§ **Task details**: Reproduce the electrostatics excerpt word for word from "If instead we" to "electrons in metals.".

If instead we put a charged object into a metal — imagine embedding a positively charged particle right in the middle of a block of metal — then the electrons of the metal will cluster right around the positively charged particle in exactly the right amount and arrangement so that again there is no electric field on the metal. This will leave behind some positive charge on the surface of the metal, so there will be a field outside, but no field in the metal.

 

{Insert Picture}

 

Now in order to understand electrostatics at the molecular level in biology and biochemistry, we need to think about an intermediate situation between vacuum and a very good conductor. All of biochemistry and molecular biology takes place in salt water — water with a significant concentration of ions, but not nearly as high as the concentration of free electrons in metals.

 

In addition, in salt water, temperature matters. In metals, for reasons that require some pretty sophisticated physics to explain, we can ignore the thermal motion of electrons in conductors, and explain the electrical behavior of electrons in metals entirely in terms of electrical forces (later on when we study current flow through materials, we’ll find that the electrical resistance and conductance of metals does depend on temperature — but that is because of the thermal motion of the atomic nuclei, not the electrons). However, in salt water we have to take into account both the electrical forces on the dissolved ions, and the thermal energy that the water molecules and ions have that keeps them in steady motion. Even if two charged particles are attracted together electrically, thermal motion can separate them if the thermal energy is greater than the electric potential energy associated with keeping them together. In addition, we have to take into account effects of entropy.

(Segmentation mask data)
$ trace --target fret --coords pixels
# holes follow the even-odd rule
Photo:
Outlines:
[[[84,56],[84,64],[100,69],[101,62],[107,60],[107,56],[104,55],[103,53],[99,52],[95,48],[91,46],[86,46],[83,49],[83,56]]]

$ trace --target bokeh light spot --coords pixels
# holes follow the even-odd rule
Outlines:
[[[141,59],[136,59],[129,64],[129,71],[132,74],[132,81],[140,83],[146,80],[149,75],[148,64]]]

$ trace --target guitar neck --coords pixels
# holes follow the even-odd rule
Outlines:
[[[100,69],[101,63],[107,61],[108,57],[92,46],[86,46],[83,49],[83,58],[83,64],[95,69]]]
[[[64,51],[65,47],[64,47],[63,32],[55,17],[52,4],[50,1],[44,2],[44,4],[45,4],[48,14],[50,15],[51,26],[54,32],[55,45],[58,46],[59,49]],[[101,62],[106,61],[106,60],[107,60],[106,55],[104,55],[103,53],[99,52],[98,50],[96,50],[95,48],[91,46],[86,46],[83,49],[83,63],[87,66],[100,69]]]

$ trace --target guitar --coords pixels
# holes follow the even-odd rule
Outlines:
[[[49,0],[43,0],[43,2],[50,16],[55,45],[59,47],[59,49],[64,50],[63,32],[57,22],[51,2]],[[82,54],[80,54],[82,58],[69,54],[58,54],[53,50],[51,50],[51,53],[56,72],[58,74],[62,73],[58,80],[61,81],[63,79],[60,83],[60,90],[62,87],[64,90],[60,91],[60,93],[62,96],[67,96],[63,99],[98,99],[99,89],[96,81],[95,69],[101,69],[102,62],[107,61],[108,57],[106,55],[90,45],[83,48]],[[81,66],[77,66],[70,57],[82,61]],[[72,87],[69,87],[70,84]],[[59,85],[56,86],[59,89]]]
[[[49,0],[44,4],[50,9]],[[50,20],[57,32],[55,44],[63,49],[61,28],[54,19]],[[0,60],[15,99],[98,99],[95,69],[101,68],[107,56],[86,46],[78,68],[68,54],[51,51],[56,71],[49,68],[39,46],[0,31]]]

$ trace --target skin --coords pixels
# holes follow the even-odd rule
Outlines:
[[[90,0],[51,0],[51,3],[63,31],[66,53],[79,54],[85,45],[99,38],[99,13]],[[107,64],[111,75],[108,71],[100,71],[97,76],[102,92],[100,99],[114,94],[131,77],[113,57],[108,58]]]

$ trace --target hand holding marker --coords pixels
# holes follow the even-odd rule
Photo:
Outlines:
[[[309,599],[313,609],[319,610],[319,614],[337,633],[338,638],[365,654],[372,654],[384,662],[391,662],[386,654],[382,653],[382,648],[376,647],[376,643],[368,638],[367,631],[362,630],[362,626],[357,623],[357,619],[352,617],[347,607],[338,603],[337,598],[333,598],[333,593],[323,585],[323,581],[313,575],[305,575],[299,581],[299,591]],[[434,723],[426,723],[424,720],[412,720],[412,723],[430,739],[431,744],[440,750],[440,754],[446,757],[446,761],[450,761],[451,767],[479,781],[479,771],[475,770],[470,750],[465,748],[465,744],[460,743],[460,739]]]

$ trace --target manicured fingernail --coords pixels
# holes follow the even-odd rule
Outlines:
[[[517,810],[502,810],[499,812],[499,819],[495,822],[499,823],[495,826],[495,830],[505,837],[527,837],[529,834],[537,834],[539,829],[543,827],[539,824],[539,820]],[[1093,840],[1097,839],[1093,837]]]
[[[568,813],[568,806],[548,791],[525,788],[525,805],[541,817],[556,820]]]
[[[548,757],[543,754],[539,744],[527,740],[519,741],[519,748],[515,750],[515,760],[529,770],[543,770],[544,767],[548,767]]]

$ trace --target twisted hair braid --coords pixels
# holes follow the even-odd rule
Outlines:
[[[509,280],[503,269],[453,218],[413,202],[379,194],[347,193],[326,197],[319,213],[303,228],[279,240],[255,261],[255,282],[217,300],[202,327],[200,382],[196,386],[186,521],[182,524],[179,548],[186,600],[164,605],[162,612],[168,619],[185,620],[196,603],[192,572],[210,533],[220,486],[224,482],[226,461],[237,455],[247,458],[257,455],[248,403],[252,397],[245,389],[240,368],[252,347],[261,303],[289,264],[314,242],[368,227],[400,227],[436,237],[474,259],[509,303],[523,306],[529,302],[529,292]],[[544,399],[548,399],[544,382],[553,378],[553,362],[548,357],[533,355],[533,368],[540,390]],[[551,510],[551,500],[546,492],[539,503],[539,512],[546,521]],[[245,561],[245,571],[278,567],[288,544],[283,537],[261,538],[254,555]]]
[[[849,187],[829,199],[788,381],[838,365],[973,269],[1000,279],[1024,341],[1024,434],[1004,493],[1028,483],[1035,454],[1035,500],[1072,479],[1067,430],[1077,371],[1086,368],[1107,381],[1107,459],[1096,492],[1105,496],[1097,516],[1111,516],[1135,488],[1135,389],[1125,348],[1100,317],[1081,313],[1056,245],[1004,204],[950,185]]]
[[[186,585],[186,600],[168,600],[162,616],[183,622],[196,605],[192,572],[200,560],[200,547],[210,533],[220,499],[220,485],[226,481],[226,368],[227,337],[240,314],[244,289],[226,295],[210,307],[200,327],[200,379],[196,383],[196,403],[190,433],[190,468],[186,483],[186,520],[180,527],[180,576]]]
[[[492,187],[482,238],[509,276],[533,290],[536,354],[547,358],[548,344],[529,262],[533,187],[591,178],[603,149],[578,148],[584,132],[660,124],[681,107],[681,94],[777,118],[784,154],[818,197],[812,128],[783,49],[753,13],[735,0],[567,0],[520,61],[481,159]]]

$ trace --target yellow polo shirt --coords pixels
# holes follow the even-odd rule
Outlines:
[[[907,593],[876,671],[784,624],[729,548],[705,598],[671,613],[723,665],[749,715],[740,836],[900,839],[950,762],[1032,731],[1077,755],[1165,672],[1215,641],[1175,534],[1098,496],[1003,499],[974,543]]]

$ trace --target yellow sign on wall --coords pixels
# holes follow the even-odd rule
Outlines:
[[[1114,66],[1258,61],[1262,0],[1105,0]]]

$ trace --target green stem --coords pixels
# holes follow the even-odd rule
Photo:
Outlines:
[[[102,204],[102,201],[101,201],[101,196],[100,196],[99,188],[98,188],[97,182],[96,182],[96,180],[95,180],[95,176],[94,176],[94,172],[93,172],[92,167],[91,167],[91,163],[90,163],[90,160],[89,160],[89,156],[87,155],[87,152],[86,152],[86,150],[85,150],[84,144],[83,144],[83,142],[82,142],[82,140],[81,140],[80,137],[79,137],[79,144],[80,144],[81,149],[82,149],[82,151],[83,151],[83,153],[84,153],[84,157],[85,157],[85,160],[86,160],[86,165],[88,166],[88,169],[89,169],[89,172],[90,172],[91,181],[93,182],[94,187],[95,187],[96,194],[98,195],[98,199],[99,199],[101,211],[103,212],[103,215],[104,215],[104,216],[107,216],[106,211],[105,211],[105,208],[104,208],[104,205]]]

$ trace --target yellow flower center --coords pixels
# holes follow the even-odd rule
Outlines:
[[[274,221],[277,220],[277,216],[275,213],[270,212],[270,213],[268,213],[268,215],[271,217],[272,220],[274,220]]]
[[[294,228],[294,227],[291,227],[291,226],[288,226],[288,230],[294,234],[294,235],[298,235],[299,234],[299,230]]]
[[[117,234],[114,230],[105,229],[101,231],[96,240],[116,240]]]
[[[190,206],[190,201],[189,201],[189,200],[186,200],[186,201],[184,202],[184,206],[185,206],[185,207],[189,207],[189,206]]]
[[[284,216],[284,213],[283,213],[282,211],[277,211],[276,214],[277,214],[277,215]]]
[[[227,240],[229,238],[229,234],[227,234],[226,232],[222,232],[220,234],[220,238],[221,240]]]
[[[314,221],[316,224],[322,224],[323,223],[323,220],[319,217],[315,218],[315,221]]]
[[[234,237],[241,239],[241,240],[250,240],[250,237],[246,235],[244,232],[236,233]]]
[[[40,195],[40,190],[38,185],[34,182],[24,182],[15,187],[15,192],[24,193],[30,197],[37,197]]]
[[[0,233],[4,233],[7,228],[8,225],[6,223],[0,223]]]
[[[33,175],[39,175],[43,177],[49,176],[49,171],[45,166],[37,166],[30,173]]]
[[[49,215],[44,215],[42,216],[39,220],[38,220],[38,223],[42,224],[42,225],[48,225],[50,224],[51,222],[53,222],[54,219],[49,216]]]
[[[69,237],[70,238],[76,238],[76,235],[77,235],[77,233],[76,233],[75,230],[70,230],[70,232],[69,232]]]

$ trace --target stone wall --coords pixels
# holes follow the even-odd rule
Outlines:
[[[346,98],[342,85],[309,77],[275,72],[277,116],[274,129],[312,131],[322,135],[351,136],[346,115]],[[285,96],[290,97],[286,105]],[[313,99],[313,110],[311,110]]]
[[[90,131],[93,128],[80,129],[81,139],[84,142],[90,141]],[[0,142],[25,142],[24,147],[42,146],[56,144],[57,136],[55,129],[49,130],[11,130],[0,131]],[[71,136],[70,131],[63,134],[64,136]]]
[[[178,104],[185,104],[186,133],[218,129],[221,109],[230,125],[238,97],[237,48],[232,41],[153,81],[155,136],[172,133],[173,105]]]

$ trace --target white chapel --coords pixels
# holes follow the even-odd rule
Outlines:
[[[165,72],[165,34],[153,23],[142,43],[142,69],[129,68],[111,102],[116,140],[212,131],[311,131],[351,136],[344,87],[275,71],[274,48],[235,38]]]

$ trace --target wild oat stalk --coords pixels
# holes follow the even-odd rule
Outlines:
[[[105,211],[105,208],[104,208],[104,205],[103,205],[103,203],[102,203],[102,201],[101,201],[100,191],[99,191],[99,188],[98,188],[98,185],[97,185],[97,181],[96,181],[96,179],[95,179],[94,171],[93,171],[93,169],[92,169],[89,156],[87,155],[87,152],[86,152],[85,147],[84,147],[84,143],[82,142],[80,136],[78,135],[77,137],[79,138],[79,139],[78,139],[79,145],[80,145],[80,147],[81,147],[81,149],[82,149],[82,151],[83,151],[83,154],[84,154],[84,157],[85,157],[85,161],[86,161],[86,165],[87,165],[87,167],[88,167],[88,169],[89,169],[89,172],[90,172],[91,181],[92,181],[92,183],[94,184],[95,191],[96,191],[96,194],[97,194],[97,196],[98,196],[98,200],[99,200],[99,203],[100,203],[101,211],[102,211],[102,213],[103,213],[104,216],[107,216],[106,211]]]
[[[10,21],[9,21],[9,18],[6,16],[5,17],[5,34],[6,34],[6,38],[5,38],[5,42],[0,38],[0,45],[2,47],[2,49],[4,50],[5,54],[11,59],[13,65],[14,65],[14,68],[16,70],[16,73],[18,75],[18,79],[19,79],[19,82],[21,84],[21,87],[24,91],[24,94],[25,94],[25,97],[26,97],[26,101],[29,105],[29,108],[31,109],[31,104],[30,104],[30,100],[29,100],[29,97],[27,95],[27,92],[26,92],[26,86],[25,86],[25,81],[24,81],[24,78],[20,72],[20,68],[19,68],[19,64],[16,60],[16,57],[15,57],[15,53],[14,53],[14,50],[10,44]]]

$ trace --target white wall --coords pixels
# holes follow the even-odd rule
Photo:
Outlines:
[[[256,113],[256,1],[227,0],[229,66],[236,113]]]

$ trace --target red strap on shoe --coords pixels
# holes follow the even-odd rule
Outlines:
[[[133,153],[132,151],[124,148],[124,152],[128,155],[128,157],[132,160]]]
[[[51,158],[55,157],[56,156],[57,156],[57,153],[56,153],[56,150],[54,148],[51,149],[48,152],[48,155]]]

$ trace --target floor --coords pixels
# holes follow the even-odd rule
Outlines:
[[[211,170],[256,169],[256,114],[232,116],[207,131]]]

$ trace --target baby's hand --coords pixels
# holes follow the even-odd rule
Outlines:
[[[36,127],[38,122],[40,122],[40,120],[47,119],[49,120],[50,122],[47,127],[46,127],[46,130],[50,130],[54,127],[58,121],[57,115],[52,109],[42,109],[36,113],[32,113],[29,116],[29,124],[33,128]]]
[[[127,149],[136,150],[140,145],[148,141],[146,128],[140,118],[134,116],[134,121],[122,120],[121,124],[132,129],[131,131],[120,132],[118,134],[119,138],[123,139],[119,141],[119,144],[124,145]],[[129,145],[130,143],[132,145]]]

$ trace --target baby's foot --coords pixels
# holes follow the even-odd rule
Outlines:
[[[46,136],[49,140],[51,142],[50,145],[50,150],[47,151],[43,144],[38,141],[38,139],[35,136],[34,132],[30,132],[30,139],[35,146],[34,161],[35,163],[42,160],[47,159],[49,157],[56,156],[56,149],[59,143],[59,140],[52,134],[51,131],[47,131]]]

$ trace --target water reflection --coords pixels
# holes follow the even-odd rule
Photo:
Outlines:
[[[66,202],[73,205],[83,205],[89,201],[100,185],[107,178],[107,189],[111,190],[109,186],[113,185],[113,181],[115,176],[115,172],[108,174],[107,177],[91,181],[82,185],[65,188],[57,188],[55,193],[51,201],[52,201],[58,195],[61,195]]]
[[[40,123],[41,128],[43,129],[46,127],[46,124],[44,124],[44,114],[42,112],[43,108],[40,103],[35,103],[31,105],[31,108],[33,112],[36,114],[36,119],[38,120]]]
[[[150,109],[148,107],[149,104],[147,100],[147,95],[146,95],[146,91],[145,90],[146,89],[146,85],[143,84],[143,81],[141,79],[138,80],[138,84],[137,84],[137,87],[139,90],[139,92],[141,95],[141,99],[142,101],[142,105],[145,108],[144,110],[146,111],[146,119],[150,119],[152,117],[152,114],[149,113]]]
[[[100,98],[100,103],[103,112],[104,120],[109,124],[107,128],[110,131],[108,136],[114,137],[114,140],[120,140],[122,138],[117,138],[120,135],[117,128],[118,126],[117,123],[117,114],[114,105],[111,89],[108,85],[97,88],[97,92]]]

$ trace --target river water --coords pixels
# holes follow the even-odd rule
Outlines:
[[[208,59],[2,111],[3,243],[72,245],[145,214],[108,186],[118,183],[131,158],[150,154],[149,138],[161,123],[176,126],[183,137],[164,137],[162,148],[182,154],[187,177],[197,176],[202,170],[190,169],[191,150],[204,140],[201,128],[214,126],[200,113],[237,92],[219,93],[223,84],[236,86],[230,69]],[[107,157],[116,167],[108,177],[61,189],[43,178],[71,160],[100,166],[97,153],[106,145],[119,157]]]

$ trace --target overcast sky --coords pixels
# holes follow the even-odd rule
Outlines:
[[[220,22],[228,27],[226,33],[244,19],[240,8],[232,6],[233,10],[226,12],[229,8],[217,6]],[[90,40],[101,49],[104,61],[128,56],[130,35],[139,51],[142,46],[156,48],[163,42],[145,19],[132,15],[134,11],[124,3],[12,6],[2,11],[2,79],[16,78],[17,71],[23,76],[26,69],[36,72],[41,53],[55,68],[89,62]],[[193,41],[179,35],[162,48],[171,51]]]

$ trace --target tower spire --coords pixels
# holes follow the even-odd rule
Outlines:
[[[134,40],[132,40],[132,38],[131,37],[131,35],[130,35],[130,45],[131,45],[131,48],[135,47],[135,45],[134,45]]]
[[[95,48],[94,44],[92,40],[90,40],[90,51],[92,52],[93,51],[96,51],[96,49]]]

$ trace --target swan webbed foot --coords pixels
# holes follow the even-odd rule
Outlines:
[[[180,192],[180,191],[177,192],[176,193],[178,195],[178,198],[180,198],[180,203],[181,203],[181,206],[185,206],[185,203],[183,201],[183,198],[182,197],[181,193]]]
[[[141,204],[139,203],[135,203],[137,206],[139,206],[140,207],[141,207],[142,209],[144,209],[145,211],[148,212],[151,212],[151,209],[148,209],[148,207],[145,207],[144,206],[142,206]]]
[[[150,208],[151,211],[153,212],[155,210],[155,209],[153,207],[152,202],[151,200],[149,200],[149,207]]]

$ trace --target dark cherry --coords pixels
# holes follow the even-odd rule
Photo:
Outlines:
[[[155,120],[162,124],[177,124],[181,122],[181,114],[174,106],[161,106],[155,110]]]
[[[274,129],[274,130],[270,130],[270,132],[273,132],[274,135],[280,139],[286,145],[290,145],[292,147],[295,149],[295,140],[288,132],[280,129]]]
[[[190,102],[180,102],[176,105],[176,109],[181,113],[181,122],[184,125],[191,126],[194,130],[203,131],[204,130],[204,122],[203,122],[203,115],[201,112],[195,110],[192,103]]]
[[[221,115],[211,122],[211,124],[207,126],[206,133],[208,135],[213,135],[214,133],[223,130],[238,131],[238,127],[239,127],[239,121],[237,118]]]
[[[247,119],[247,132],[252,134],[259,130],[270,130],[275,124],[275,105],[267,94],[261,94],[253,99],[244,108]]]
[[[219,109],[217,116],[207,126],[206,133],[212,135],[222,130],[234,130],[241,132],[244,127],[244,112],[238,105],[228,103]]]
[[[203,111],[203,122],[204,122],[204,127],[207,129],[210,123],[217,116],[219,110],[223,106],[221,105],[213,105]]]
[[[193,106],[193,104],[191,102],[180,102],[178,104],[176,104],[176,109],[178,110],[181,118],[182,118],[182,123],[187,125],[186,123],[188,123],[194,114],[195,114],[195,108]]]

§ **Reply to the exercise**:
If instead we put a charged object into a metal — imagine embedding a positively charged particle right in the middle of a block of metal — then the electrons of the metal will cluster right around the positively charged particle in exactly the right amount and arrangement so that again there is no electric field on the metal. This will leave behind some positive charge on the surface of the metal, so there will be a field outside, but no field in the metal.

 

{Insert Picture}

 

Now in order to understand electrostatics at the molecular level in biology and biochemistry, we need to think about an intermediate situation between vacuum and a very good conductor. All of biochemistry and molecular biology takes place in salt water — water with a significant concentration of ions, but not nearly as high as the concentration of free electrons in metals.